Bisnis.com, MEDAN - Pantas saja menjadi rebutan, ternyata PT Indonesia Asahan Aluminium (Inalum) diprediksi bernilai lebih dari US$2 miliar atau sekitar Rp22 triliun.
Mantan Kepala Dinas Pertambangan dan Energi Sumatra Utara Washington Tambunan yang kini menjabat sebagai Direktur Tambang Emas Martabe Agincourt Resources, menjelaskan nilai perusahaan Inalum kepada Bisnis.
Dia menjelaskan disela-sela pemberian bantuan senilai Rp300 juta oleh Tambang Emas Martabe milik G-Resources kepada pengungsi erupsi Gunung Sinabung di Kabupaten Karo, Selasa (19/11/2013).
Berapa sebenarnya nilai Inalum seandainya dilego melalui berbagai cara dan bagaimana memahami penilaian Inalum?
Pertama, penghitungan dimulai dari investasi awal hingga saat ini. Kedua, dihitung dengan prospek pengembangan bisnis Inalum ke depan.
Dari kedua pendekatan tersebut, aset Inalum bukan semata-mata senilai US$558 juta seperti kesepakatan antara Pemerintah Indonesia dan PT Nippon Asahan Aluminium (NAA) Jepang.
"Saya sebagai mantan Kadistamben yang berkali-kali berkunjung ke Inalum percaya dengan kualitas peralatan Inalum. Kondisinya memang sekitar 90% dari keadaan saat baru," ungkapnya.
Perlu diketahui, investasi awal Inalum saat itu sebesar 400 miliar Yen atau setara dengan US$2 miliar. Namun, ketika sudah beroperasi sekitar 1983 terjadi peningkatan kurs Yen sehingga investasi tersebut membengkak hingga US$4 miliar.
Peningkatan kurs tersebut menjadi biang keladi utang turunan sebesar US$1,6 miliar. Hal itu diakibatkan oleh adanya kerugian kurs yang terus menjadi beban Inalum sepanjang pengoperasian perusahaan.
Terlepas dari itu, sambungnya, dia mengambil contoh sebagai bahan penghitungan Inalum. Untuk PLTA Asahan II dengan kapasitas terpasang 605 Megawatt, standar nilai investasi saat ini untuk membangun PLTA sebesar US$2,5 juta/MW.
Jika dihitung, nilai investasi US$2,5 juta dikalikan 605 MW berarti investasinya mencapai US$1,5 miliar. Perkiraan investasi PLTA Asahan II mencapai US$1,5 miliar.
Kemudian untuk investasi smelter dengan kapasitas produksi 225.000-300.000 ton ingot per tahun diperkirakan mencapai US$1 miliar. Kondisi smelter dan PLTA Asahan II saat ini diprediksi mencapai 90% dari kondisi baru.

• **PETUNJUK KERJA**
A - Terjemahkan kalimat "Pertama, penghitungan dimulai dari investasi awal hingga saat ini." dari teks tentang Inalum ke dalam bahasa Inggris.
B - Tolong tuliskan kembali dengan persis bagian teks tentang Inalum dari "Dari kedua pendekatan" sampai "Aluminium (NAA) Jepang.".

• **CUPLIKAN DATA**
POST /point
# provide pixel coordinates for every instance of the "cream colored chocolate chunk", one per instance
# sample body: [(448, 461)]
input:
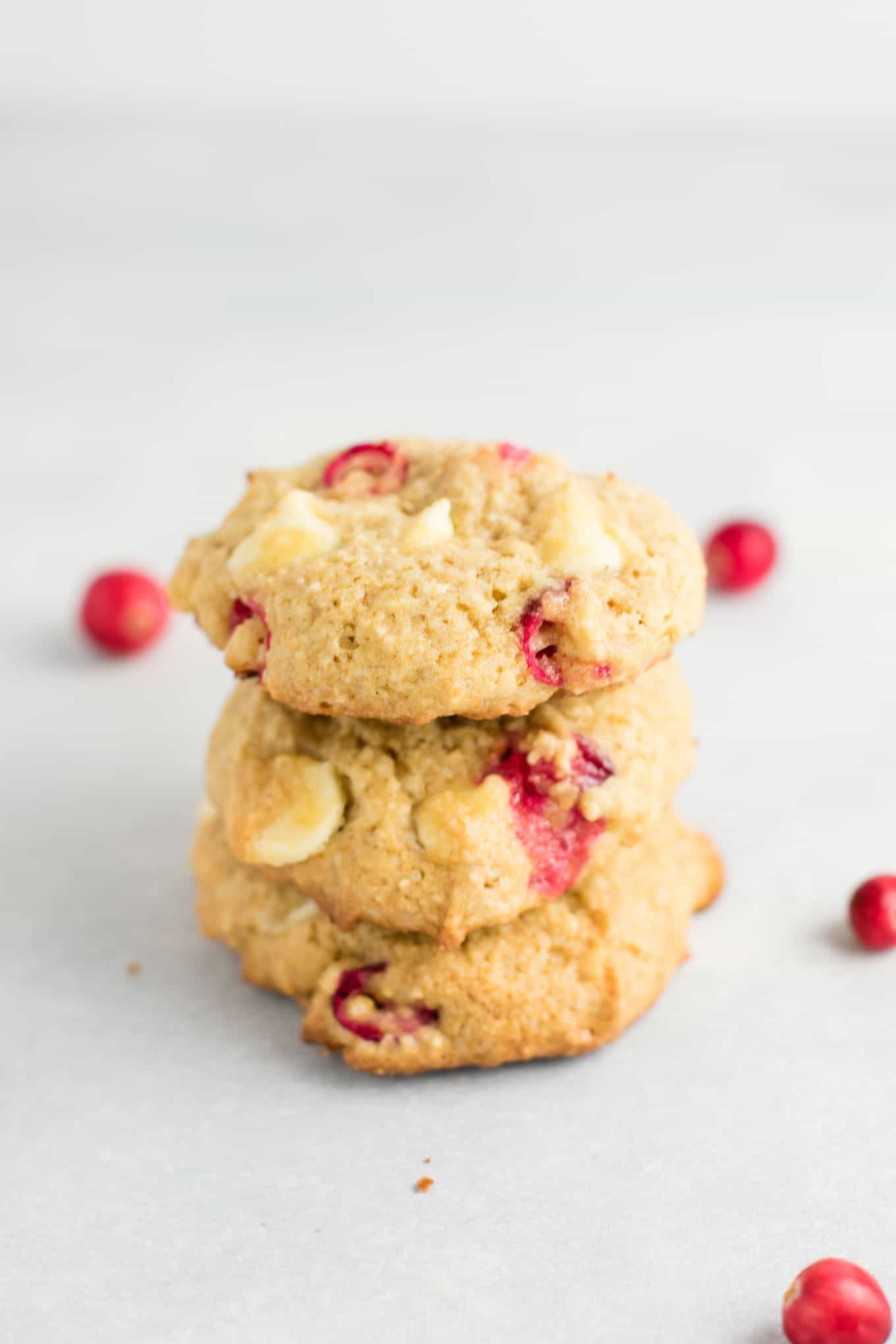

• **JAWABAN SOAL**
A - First, the calculation starts from the initial investment up to the present.

B -
Dari kedua pendekatan tersebut, aset Inalum bukan semata-mata senilai US$558 juta seperti kesepakatan antara Pemerintah Indonesia dan PT Nippon Asahan Aluminium (NAA) Jepang.